[Stored dataset items]
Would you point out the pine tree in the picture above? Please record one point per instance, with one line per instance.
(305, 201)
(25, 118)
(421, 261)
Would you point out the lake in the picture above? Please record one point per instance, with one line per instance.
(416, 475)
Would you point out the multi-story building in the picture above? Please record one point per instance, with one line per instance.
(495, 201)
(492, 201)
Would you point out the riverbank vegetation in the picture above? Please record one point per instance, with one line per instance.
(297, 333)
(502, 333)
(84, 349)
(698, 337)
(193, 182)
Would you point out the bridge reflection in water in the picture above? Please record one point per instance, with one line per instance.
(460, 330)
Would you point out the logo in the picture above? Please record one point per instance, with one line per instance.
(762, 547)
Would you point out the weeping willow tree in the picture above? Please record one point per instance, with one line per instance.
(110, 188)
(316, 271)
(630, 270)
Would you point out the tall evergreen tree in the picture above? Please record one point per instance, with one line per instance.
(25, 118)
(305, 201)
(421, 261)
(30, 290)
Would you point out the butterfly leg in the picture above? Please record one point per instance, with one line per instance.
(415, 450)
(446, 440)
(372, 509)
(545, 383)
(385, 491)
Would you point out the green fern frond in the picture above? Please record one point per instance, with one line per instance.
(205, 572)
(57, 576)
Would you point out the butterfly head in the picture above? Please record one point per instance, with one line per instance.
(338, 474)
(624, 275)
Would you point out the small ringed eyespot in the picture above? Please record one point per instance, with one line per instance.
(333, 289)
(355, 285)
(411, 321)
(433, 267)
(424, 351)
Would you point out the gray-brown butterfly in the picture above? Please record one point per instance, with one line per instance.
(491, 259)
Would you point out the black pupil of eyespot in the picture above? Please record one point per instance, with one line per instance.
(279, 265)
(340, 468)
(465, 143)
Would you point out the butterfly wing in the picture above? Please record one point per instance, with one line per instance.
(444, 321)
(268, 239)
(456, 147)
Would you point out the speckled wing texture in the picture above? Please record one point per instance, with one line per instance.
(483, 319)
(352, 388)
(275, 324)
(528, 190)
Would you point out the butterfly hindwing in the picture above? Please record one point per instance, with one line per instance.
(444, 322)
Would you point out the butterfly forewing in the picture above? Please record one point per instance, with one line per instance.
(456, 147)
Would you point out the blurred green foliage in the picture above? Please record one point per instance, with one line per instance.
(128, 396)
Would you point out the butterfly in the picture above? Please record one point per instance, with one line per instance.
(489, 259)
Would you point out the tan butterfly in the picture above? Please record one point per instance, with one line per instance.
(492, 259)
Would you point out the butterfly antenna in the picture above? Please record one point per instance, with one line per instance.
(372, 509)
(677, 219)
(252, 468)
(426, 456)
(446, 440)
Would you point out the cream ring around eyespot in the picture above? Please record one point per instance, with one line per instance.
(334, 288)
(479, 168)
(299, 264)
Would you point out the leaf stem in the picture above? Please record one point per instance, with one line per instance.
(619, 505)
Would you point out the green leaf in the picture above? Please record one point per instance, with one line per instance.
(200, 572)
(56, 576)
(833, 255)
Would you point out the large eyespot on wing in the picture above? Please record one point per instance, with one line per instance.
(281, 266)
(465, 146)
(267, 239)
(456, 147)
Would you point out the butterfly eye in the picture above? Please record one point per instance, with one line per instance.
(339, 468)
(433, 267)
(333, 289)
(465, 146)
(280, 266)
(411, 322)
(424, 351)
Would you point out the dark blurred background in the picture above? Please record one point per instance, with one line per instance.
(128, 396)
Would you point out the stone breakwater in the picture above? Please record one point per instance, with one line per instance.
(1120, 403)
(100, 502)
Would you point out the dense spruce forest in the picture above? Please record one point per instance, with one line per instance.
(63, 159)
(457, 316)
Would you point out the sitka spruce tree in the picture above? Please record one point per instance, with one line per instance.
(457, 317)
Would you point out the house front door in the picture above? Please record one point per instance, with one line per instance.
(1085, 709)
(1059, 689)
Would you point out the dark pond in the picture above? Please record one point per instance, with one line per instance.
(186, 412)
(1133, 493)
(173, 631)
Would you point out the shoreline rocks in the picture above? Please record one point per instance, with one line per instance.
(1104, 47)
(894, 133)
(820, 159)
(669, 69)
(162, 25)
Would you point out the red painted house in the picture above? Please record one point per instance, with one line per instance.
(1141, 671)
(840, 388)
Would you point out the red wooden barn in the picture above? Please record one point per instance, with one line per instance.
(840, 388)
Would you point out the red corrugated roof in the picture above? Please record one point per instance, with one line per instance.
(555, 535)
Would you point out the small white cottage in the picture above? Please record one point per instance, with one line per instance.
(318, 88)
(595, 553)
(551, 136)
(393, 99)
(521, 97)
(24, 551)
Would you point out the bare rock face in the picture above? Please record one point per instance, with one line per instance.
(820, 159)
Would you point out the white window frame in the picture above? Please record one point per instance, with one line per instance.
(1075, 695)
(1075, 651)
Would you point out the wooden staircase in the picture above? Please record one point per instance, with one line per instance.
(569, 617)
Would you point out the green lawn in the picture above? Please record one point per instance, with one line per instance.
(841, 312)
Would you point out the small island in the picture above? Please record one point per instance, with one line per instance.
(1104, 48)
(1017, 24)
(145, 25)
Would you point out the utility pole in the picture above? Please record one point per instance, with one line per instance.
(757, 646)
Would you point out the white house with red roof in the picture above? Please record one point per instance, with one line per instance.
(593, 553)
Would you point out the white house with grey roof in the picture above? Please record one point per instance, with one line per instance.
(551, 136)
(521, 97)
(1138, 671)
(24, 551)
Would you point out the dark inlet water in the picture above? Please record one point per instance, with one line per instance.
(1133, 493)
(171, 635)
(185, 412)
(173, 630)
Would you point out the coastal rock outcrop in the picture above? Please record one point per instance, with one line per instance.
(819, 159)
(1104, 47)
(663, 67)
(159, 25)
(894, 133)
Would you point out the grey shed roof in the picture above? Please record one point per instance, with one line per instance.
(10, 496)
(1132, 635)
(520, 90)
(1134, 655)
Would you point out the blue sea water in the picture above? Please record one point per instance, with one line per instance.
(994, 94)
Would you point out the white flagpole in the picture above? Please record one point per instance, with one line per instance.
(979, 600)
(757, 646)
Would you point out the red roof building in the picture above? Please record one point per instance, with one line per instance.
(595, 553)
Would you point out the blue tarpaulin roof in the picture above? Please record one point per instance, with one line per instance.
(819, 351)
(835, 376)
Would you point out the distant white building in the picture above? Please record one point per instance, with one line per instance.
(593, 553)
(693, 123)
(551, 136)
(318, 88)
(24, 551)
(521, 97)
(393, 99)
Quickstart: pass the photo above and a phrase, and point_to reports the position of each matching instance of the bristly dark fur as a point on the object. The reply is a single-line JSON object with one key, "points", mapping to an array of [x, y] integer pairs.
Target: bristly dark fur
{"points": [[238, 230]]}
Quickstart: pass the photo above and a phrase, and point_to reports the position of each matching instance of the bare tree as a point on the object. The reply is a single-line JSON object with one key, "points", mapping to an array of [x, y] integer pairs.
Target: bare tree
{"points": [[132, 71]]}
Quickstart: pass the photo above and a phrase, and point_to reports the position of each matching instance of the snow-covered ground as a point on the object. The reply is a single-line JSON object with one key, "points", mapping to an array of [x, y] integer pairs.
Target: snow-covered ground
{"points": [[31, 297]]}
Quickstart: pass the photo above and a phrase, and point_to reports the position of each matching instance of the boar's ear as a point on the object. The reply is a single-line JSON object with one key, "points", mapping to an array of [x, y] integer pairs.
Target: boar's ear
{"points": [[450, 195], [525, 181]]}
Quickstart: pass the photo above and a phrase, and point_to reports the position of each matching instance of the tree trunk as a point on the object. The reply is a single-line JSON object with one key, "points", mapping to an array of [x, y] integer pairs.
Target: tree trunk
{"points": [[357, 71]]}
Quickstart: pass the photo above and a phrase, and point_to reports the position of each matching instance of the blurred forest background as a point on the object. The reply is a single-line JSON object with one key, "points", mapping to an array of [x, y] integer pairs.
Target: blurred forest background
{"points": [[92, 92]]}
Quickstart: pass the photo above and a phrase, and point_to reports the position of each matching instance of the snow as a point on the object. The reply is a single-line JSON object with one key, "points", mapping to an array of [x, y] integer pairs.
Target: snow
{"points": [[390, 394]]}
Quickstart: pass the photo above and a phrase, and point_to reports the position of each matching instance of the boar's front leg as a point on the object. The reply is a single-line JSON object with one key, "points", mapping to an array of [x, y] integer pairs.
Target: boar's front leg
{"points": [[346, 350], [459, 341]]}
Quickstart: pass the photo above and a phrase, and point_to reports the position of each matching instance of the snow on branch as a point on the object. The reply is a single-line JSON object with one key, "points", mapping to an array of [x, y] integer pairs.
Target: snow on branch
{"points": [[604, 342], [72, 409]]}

**EXERCISE GOAL:**
Given the records above, reproduce precisely and only the lines between the line holding "Target: boar's ear" and the line holding "of the blurred", inclusive.

**YOUR SOLUTION:**
Target: boar's ear
{"points": [[450, 195], [525, 181]]}
Quickstart: pass the photo above and a phrase, and point_to reports the position of each matching instance of the tree trunk as a point on the object. The reply is a single-line JSON object with one key, "points", mapping to an array of [x, y] integer pairs.
Target: tree trunk
{"points": [[357, 71]]}
Quickstart: pass the photo above and a phrase, and point_to reports the position of each matching instance of the blurred forest background as a point on the object. The reply is a single-line JSON object with one key, "points", mapping to an array of [x, y] integer pairs.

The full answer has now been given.